Exercise A: Translate this sentence from the solar O&M article below into Spanish: "If you are a US developer you would probably want to speak to a bank such as Wells Fargo before you start building your project."

Excerpted text:
O&M strategies that pay back

Risk and funding experts reveal at PV O&M 2014 strategies that reduce bank costs before, during and after a project. Some strategies can also boost your equity investment several times over.

: Adam Nicolopoulos, president and chief executive of ADN Capital Ventures,...

PV Insider’s PV Operations & Maintenance 2014 event that took place recently in San Jose, California revealed some home truths about how plant owners and respective O&M budgets are perhaps unknowingly cranking up their risk profile.

Panelists within the risk and funding sectors highlighted why “penny pinching” budget strategies are potentially back firing on the industry’s cost effectiveness record and how optimising energy performance can in some cases boost your project’s equity several times over.

The premise of the event’s six month research exercise highlighted that the maturing nature of US solar means there is now greater scrutiny on what operators can do to reduce bank costs in their operations and maintenance strategies, even after the project is completed.

O&M is a full circle investment

If you are a US developer you would probably want to speak to a bank such as Wells Fargo before you start building your project.

But if you are a smart PV developer then you might want to catch up with Jon Previtali, Wells Fargo vice president of environmental finance, after you have finished your project, too.

Wells Fargo specialises in sale-leaseback deals, which involves acquiring third-party PV assets and making a profit on them for 20-year periods.

Exercise B: Echo part of the entries below without changing anything. Begin at the line that has "[mark] the board" and stop after the very last line of the entries.

Given information:
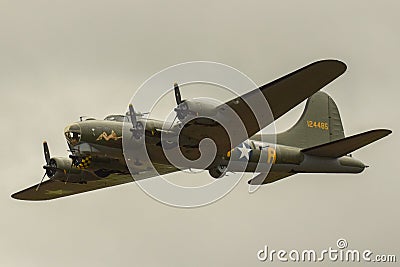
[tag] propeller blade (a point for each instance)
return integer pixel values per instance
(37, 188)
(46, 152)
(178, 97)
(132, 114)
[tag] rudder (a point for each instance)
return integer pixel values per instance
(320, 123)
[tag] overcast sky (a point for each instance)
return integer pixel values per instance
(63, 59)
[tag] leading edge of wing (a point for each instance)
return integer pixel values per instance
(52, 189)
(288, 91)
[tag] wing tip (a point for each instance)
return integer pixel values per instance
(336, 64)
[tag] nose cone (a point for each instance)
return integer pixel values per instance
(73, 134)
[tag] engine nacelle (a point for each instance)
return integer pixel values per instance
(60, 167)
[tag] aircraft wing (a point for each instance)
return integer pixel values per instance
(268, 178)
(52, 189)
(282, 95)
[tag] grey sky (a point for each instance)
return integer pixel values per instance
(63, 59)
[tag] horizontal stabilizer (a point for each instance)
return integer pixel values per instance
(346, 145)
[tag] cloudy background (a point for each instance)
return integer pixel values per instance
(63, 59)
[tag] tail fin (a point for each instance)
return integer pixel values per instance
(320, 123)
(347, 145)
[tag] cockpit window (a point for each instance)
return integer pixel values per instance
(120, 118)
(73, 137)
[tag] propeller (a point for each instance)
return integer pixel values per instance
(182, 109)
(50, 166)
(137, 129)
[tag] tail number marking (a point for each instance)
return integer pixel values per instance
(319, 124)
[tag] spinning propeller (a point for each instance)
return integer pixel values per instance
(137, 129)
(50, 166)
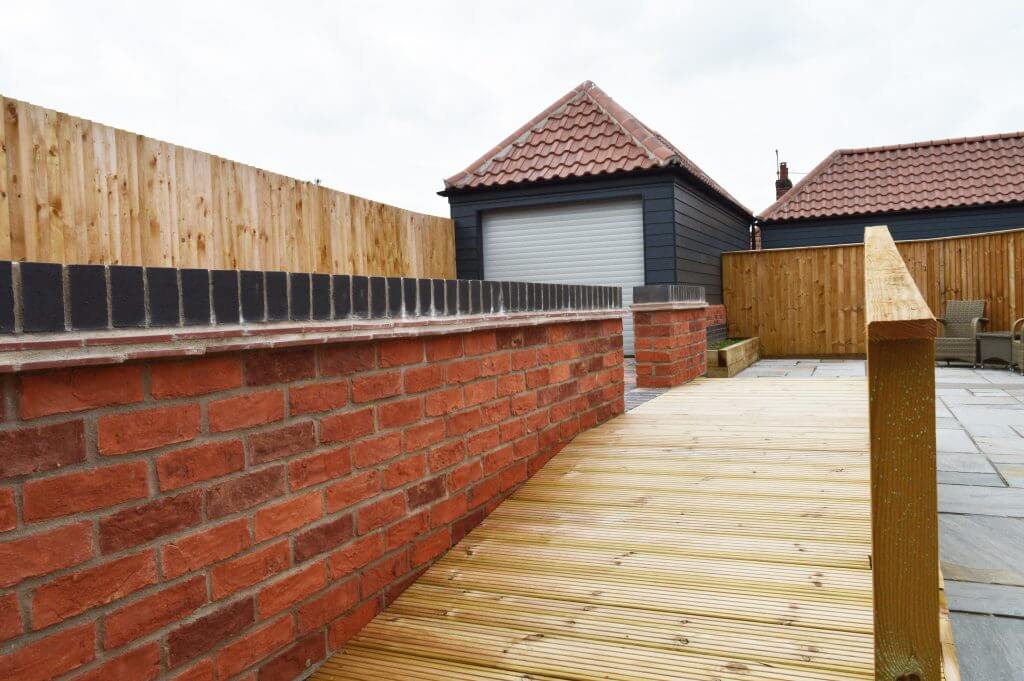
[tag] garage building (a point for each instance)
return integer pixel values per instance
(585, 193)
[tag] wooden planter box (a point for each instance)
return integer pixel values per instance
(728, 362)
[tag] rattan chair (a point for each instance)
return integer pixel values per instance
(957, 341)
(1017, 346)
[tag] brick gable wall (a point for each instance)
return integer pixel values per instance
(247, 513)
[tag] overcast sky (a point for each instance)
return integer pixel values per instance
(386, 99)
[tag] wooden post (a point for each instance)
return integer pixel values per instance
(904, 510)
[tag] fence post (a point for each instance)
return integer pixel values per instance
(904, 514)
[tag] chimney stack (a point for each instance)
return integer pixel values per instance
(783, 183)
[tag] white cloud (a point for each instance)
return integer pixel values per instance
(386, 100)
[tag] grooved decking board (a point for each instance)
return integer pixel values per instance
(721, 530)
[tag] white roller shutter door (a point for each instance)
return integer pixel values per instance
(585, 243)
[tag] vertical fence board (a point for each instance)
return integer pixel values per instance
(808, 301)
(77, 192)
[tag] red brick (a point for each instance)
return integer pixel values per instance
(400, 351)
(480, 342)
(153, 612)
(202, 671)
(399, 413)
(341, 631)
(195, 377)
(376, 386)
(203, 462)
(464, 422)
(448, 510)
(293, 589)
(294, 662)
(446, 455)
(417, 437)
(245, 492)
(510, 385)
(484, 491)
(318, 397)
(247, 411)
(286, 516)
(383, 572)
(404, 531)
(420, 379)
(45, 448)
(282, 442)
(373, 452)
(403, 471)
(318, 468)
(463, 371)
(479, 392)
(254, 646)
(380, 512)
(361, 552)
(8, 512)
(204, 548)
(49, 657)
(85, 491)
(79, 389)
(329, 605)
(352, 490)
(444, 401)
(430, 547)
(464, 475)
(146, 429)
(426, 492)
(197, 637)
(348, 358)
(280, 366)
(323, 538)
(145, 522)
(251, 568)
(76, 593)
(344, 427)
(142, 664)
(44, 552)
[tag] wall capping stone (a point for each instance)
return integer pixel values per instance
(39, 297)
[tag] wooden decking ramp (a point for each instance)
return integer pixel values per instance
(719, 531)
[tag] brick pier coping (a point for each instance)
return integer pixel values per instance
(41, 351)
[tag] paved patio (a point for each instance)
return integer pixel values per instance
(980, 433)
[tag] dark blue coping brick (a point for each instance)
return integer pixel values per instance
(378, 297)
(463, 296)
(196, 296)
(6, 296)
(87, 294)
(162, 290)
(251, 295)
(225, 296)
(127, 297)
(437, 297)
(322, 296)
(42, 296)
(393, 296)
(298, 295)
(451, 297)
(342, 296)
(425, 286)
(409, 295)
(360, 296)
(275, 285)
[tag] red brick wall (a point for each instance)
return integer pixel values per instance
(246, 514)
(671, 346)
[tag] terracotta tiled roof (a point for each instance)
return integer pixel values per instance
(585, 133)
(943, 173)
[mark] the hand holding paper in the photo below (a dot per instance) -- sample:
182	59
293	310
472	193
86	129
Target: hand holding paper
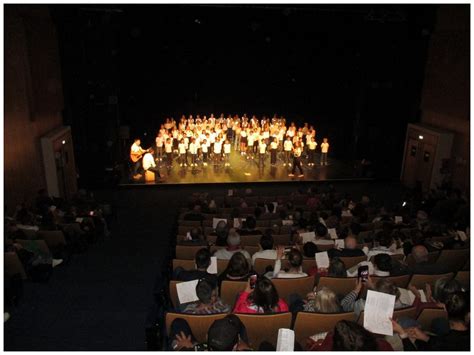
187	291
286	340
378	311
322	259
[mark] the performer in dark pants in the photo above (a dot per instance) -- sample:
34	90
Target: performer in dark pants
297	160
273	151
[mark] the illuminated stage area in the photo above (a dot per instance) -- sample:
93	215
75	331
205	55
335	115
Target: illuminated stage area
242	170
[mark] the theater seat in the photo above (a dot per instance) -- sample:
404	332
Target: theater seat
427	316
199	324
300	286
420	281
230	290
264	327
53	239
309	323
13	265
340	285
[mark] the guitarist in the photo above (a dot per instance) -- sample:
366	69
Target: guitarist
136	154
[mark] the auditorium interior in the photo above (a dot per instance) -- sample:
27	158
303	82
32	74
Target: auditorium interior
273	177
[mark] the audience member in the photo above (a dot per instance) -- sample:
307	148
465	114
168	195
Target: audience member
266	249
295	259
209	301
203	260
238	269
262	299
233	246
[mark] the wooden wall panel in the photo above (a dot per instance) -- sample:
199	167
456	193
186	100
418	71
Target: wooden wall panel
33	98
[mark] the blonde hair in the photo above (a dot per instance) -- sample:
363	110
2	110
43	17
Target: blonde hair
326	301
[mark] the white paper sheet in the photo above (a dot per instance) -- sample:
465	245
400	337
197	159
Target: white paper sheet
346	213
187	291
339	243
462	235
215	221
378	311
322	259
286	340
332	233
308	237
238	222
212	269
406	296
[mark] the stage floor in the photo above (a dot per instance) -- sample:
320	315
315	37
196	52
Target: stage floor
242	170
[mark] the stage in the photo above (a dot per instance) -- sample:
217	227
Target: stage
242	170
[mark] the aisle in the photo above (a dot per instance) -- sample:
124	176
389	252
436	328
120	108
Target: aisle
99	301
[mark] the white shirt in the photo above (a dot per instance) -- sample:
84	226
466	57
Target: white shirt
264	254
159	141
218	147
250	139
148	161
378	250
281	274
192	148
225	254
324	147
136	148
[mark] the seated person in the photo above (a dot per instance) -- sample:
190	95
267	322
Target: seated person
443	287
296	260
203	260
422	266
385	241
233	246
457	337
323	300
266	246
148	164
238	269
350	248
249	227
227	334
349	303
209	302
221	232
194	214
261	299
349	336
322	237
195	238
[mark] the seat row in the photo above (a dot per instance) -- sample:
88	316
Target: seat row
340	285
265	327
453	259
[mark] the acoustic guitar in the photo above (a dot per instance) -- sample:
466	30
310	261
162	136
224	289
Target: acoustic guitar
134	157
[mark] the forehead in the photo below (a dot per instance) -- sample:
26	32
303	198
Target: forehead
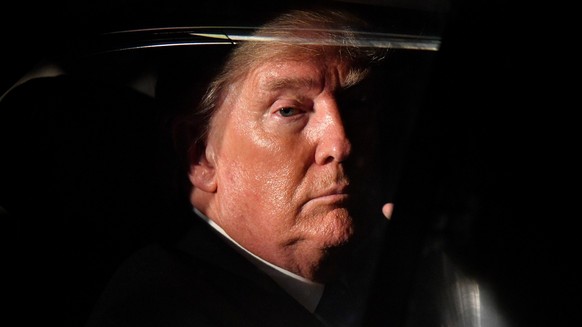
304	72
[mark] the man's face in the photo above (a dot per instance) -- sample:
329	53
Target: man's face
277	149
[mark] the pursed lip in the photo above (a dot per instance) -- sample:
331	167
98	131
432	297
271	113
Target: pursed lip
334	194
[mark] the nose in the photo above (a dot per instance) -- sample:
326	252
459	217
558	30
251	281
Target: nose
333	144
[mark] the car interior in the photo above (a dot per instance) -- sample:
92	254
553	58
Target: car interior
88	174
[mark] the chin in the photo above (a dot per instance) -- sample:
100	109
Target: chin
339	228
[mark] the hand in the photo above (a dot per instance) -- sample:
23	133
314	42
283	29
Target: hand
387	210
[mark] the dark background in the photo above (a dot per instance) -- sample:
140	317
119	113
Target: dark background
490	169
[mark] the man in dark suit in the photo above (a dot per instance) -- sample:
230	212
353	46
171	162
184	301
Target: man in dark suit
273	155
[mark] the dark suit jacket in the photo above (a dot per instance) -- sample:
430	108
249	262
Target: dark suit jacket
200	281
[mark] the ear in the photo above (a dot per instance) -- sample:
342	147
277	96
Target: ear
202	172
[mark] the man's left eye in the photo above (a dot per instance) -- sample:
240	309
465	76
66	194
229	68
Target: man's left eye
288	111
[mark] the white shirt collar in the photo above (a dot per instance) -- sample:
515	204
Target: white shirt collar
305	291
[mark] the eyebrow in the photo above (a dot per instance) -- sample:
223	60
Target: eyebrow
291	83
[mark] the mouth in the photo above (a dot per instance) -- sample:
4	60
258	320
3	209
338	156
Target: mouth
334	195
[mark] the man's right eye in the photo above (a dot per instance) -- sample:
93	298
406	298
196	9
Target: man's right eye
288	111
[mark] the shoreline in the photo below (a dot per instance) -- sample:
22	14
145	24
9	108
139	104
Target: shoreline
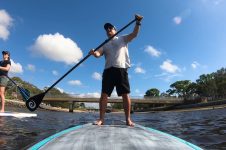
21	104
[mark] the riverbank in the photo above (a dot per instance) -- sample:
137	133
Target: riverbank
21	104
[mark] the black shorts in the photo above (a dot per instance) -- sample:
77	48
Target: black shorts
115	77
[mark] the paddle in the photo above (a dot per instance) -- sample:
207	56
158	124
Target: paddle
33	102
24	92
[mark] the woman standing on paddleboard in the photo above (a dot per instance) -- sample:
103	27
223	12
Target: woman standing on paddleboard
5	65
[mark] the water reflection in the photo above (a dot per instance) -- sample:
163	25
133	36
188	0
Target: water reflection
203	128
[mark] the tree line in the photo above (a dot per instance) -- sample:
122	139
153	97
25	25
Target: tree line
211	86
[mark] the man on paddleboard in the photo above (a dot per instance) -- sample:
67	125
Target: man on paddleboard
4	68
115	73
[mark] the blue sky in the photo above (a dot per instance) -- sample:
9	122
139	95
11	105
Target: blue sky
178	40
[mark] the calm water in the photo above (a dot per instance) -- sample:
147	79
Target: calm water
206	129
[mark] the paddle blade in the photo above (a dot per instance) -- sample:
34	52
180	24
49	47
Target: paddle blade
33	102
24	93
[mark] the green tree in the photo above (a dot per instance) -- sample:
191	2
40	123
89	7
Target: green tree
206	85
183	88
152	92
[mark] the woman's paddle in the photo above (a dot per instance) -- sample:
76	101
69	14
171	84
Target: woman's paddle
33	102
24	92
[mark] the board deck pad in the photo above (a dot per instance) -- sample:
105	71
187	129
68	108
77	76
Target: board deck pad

Answer A: Si usted es un desarrollador estadounidense, probablemente querría hablar con un banco como Wells Fargo antes de empezar a construir su proyecto.

Answer B:
[mark] the board deck pad in the photo above (a dot per instance) -- sample:
105	71
187	129
68	108
77	76
Target: board deck pad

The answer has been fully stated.